Die im Folgenden ausgeführten „10 Gebote“ für eine gelingende Kommunikation mit Menschen, die unter einer chronischen Schmerzstörung leiden, erheben keinen Anspruch auf Ausschließlichkeit oder Vollständigkeit, sondern möchten Anregungen bieten, die eigenen Erfahrungen mit Kommunikationsprozessen zu reflektieren und zu hinterfragen.

1. Zweifle nicht an den Schmerzangaben deines Patienten

Wertschätzung und Empathie sind die Grundlagen der gemeinsamen Arbeit. Gerade wenn die Beschwerdepräsentation des Patienten sehr emotional, dramatisierend und bildlich erfolgt, kann dies zunächst Skepsis und Widerstand beim Behandler hervorrufen. Häufig wir jedoch übersehen, dass es sich hierbei um Verdeutlichungstendenzen handeln kann, die daraus entstanden sind, dass sich der Patient in früheren Behandlungssituationen nicht gehört, verstanden und wahrgenommen fühlte [4]. In der Hoffnung, sein Leid verständlich zu machen, versucht der Patient, es immer deutlicher und demonstrativer zu schildern, wodurch die Skepsis beim Behandler entsprechend wächst. Dieser negative Aufschaukelungsprozess [5] kann zuletzt zum Abbruch der Arzt-Patienten-Interaktion sowie zu Frustration und Enttäuschung auf beiden Seiten führen. Hilfreicher kann es sein, die Beschwerdeschilderung des Patienten als Ausdruck seines Leidens in seiner Gesamtheit und nicht allein der Schmerzwahrnehmung zu sehen und den Patienten in diesem Leid ernst zu nehmen.

------------------------------------------------

● AUFGABENLISTE
A – Beantworte die folgenden Fragen zum Lesetext.
(i) Worauf erheben die „10 Gebote“ keinen Anspruch?
(ii) Was sind die Grundlagen der gemeinsamen Arbeit?
(iii) Wozu kann der negative Aufschaukelungsprozess zuletzt führen?
B – Entscheide für jede Aussage, ob sie mit dem Lesetext übereinstimmt, und belege deine Antwort mit einem wörtlichen Zitat.
(i) Die „10 Gebote“ sollen dazu anregen, eigene Erfahrungen mit Kommunikationsprozessen zu reflektieren.
(ii) Eine emotionale und dramatisierende Beschwerdepräsentation ruft beim Behandler zunächst Vertrauen hervor.
(iii) Die Beschwerdeschilderung des Patienten sollte allein als Ausdruck der Schmerzwahrnehmung gesehen werden.
C – Wiederhole den Abschnitt des Lesetexts zwischen „Die im Folgenden“ und „und zu hinterfragen.“ einschließlich, Wort für Wort.
Die Zeilen haben mit dem Lesetext nichts zu tun.

Gespeicherte Einträge aus einer Sammlung:

------------------------------------------------

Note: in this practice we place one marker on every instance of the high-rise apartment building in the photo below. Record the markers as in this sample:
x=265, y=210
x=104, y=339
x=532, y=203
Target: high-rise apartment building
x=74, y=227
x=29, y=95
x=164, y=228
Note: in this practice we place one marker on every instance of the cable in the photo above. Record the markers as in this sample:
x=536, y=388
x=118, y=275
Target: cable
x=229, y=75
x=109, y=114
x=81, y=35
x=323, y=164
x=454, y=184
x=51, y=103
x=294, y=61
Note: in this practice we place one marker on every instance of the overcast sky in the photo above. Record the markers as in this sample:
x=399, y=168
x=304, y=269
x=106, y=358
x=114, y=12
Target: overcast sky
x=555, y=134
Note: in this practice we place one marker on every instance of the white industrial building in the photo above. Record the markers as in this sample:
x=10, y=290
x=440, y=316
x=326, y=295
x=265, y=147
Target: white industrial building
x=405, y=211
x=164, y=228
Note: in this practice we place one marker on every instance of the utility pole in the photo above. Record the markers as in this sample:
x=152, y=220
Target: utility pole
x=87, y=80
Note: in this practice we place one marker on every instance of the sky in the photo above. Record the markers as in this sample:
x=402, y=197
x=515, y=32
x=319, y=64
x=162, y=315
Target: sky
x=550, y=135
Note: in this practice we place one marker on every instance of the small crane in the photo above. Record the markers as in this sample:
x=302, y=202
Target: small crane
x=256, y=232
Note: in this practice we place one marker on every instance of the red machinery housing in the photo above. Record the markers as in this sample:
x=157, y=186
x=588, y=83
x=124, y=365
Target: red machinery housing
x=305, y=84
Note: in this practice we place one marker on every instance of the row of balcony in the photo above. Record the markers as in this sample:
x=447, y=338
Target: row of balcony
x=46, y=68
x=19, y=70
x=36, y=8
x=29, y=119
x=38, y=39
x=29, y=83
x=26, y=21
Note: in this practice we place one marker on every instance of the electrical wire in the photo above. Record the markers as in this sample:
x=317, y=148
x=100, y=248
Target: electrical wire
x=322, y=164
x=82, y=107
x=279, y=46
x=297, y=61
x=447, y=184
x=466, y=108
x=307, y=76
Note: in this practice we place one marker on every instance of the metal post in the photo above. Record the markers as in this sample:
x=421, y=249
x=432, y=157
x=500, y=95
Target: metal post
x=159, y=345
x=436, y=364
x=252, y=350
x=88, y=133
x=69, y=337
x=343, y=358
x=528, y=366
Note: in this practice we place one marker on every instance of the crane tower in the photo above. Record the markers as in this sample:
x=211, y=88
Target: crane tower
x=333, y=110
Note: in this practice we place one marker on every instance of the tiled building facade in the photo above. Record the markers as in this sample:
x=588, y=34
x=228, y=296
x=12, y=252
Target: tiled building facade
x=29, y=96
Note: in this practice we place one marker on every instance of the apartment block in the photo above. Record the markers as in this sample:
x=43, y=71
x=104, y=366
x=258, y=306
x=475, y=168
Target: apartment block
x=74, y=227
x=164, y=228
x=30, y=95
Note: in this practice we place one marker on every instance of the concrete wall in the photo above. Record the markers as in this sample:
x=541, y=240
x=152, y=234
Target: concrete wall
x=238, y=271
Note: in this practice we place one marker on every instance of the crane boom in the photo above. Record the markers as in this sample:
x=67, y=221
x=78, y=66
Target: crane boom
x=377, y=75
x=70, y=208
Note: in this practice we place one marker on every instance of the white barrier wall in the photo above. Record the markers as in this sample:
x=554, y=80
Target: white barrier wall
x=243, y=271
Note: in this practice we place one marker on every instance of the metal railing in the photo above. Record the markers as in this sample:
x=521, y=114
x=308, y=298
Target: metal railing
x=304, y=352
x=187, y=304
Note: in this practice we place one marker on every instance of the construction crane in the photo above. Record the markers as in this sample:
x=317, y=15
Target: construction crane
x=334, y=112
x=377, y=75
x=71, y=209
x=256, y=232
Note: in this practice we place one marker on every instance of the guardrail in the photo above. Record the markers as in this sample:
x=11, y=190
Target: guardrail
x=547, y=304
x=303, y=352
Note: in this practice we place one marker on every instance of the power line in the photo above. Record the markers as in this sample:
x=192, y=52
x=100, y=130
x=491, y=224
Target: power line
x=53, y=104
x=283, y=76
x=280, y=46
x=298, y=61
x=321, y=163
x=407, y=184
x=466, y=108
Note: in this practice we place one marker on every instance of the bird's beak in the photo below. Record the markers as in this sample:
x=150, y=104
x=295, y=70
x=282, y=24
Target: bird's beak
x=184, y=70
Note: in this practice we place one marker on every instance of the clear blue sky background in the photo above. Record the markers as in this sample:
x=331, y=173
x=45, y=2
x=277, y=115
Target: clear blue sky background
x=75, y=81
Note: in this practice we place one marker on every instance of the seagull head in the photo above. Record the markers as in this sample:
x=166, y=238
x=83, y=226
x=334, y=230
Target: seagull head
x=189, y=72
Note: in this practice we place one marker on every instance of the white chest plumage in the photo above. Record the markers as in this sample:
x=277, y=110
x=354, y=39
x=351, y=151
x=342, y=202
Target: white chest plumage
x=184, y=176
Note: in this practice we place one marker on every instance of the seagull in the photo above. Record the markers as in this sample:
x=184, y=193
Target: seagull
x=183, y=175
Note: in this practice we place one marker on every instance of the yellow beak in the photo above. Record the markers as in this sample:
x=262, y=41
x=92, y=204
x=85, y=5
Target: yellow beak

------------------------------------------------

● LÖSUNGEN
A –
(i) Auf Ausschließlichkeit oder Vollständigkeit.
(ii) Wertschätzung und Empathie.
(iii) Zum Abbruch der Arzt-Patienten-Interaktion sowie zu Frustration und Enttäuschung auf beiden Seiten.

B –
(i) Ja: „möchten Anregungen bieten, die eigenen Erfahrungen mit Kommunikationsprozessen zu reflektieren und zu hinterfragen“
(ii) Nein: „kann dies zunächst Skepsis und Widerstand beim Behandler hervorrufen“
(iii) Nein: „als Ausdruck seines Leidens in seiner Gesamtheit und nicht allein der Schmerzwahrnehmung zu sehen“

C –
Die im Folgenden ausgeführten „10 Gebote“ für eine gelingende Kommunikation mit Menschen, die unter einer chronischen Schmerzstörung leiden, erheben keinen Anspruch auf Ausschließlichkeit oder Vollständigkeit, sondern möchten Anregungen bieten, die eigenen Erfahrungen mit Kommunikationsprozessen zu reflektieren und zu hinterfragen.